(Collected data)
___

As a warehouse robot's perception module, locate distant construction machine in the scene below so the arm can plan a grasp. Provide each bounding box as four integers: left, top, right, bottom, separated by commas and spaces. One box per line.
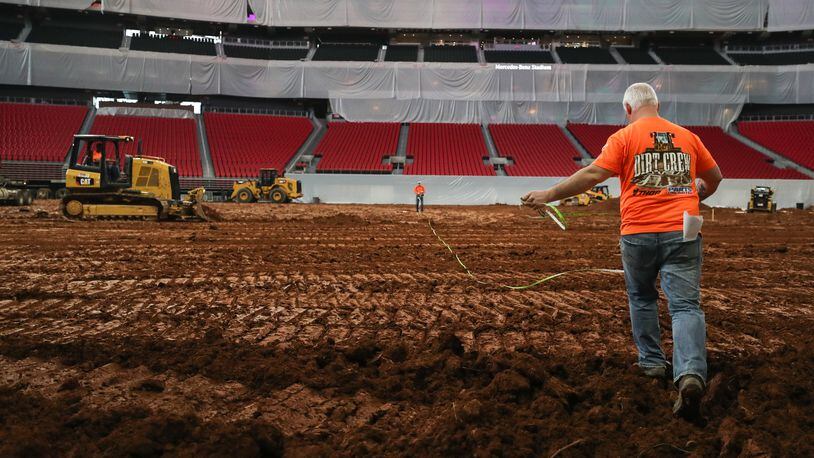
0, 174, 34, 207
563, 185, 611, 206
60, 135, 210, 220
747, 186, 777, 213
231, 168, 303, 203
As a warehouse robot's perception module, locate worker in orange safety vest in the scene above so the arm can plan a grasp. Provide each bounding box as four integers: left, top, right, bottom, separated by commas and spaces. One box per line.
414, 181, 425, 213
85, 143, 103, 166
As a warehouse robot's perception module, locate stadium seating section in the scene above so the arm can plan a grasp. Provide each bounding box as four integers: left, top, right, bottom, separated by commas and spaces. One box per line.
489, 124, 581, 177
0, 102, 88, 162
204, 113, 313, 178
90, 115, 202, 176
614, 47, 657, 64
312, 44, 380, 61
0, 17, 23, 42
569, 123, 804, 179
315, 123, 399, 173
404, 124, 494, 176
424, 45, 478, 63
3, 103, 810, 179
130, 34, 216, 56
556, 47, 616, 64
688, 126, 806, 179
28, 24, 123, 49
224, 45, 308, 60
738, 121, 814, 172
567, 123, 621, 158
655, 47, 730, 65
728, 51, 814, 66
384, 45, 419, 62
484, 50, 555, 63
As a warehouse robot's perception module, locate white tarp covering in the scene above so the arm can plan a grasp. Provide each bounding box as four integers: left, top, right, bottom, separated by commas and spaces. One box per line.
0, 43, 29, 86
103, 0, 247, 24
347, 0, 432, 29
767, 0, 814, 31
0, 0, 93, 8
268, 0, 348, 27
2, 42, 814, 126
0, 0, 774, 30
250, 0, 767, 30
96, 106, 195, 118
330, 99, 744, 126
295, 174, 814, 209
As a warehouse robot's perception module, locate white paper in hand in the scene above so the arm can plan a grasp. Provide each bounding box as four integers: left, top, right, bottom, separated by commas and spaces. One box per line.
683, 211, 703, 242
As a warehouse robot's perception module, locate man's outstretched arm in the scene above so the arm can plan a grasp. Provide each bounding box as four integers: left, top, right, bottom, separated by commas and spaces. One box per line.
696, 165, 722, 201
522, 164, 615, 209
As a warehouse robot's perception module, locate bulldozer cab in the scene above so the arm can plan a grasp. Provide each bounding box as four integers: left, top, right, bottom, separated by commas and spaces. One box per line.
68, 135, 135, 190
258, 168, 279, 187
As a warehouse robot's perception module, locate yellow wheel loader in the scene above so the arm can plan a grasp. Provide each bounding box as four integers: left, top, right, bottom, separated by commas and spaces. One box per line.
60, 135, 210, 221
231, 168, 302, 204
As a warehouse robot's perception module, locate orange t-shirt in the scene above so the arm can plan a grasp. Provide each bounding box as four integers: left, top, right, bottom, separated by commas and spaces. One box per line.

___

> **Exercise requirements**
Word for word, return the lines from the one holding "As a warehouse robot's perception module, locate bulldozer" through the end of the entries above.

> **Reply to the task**
As a warehouse robot's perception module, locate bulldozer cab in the scene above so the arm can plan a grasp. Provide each bounding box as four integers: left, top, right, bottom, separated by commas and spaces. One box per line.
68, 135, 135, 190
258, 168, 279, 187
As a warehouse robot's perception module, locate yellow wheel loader in the scene above so the arm can plan a grasp. Provide each bounding box as four integers: left, top, right, bottom, separated by commas and spaces. One box per line.
60, 135, 210, 221
231, 168, 302, 204
As a warehouse robot's perception module, locate orange t-shirt in the scene above so the arm can plan a grasp. Provide each bounding box as four integers: left, top, right, bottom, separated by commas and spaces. One box per line.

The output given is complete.